Pointing records for named objects:
-------------------------

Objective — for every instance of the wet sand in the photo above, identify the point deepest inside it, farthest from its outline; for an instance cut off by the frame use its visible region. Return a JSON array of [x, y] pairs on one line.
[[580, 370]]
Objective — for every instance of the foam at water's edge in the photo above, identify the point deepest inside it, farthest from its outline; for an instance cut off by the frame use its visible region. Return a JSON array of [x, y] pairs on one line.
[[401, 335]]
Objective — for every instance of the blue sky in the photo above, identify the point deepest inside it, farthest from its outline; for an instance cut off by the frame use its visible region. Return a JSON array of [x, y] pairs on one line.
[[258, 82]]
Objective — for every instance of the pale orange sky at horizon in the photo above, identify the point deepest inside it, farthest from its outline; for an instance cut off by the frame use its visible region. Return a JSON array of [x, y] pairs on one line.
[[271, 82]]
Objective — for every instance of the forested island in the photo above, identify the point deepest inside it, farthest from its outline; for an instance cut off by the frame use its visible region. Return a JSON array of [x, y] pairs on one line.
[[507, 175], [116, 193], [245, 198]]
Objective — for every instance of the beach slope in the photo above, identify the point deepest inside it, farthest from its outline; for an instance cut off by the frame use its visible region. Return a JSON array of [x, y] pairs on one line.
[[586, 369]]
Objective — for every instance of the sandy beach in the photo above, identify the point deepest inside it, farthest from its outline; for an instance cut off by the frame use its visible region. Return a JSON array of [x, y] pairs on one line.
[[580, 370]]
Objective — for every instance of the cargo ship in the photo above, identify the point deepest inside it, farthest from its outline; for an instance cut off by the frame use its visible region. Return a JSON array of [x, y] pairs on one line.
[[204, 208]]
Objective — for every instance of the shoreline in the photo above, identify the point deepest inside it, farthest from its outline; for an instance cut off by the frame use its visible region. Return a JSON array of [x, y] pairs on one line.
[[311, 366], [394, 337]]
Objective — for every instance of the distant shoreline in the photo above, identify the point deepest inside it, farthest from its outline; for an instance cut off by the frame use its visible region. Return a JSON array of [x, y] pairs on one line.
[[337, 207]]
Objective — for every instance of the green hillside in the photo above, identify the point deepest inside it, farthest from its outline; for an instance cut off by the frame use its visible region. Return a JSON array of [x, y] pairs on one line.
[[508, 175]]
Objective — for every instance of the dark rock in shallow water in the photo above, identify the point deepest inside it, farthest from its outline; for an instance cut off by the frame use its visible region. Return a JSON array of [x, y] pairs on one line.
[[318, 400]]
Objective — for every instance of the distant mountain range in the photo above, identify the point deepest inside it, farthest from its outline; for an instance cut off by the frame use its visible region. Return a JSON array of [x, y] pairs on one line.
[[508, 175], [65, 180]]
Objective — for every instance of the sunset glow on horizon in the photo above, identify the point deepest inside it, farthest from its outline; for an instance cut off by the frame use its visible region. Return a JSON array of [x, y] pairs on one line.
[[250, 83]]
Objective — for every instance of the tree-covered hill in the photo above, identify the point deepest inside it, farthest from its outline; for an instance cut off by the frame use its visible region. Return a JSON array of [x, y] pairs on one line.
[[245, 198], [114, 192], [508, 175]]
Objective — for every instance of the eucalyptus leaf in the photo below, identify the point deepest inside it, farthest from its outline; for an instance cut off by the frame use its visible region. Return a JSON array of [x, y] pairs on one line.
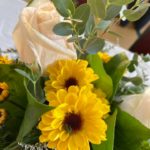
[[116, 68], [95, 45], [98, 7], [109, 143], [103, 25], [112, 11], [137, 13], [81, 13], [130, 133], [64, 7], [32, 115], [120, 2], [104, 82], [63, 29]]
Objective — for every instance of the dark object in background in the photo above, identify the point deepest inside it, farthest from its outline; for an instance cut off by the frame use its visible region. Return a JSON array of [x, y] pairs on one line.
[[142, 45]]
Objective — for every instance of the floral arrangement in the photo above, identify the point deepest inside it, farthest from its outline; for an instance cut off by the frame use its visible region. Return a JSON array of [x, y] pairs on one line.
[[65, 92]]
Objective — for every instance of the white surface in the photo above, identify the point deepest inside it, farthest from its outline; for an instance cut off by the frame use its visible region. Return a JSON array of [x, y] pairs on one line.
[[9, 14]]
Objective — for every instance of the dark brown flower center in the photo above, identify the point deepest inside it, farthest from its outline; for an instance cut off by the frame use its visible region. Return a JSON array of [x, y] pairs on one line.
[[72, 122], [71, 81], [1, 90]]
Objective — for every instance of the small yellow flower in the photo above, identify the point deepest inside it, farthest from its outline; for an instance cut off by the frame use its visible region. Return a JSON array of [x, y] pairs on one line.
[[3, 115], [104, 56], [5, 60], [66, 73], [3, 91], [76, 121]]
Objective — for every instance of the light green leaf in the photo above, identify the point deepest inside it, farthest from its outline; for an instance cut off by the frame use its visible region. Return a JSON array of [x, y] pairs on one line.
[[120, 2], [137, 13], [82, 13], [32, 115], [63, 29], [103, 25], [109, 143], [116, 68], [64, 7], [104, 82], [97, 7], [95, 45], [112, 11], [130, 133]]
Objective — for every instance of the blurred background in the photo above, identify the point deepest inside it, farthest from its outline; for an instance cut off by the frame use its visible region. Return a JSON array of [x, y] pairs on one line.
[[135, 36]]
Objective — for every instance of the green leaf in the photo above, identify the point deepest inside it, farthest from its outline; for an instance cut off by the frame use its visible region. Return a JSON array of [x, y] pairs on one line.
[[16, 102], [97, 7], [116, 67], [104, 82], [130, 133], [63, 29], [89, 25], [115, 34], [64, 7], [95, 45], [136, 14], [120, 2], [112, 11], [82, 13], [109, 143], [103, 25], [32, 115]]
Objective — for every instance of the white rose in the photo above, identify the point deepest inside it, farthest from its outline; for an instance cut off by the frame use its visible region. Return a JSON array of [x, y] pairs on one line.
[[138, 106], [34, 37]]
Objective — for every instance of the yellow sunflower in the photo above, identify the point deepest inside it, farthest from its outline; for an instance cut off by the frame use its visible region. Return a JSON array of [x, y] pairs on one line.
[[105, 57], [3, 91], [66, 73], [5, 60], [76, 121], [2, 116]]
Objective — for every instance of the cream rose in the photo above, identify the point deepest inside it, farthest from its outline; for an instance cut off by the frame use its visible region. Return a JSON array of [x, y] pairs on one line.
[[138, 106], [34, 37]]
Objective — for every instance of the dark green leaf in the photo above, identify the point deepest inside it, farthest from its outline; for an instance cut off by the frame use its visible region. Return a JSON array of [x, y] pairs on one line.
[[120, 2], [16, 102], [103, 25], [33, 113], [98, 7], [136, 14], [89, 25], [95, 45], [109, 143], [104, 82], [112, 11], [130, 133], [116, 67], [64, 7], [82, 13], [63, 29]]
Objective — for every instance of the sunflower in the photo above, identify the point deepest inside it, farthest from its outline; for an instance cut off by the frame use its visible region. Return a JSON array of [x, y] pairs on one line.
[[5, 60], [74, 123], [2, 116], [3, 91], [66, 73], [104, 56]]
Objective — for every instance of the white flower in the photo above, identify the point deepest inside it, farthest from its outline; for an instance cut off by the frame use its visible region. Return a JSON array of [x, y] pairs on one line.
[[138, 106], [34, 37]]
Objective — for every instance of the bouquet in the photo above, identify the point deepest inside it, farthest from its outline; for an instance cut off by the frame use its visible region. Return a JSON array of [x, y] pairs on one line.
[[65, 91]]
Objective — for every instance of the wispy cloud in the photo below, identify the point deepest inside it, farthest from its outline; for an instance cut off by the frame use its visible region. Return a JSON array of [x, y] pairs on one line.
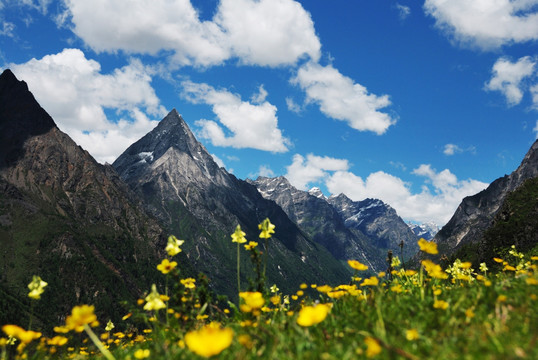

-------------------------

__TASK GOAL__.
Reproduce verbatim all the lines above from the one containing "Objective — for every instance of the pale" down to the one containing "[[271, 82]]", both included.

__SOLUTION TO THE EXERCISE__.
Objective — for every instance of the pale orange sky at horizon in the photo above, identify the point deepest inside it, farthest from its outline; for an instance cut off by the frame use its visible region. Return a JSON array of [x, y] pairs on one line.
[[271, 82]]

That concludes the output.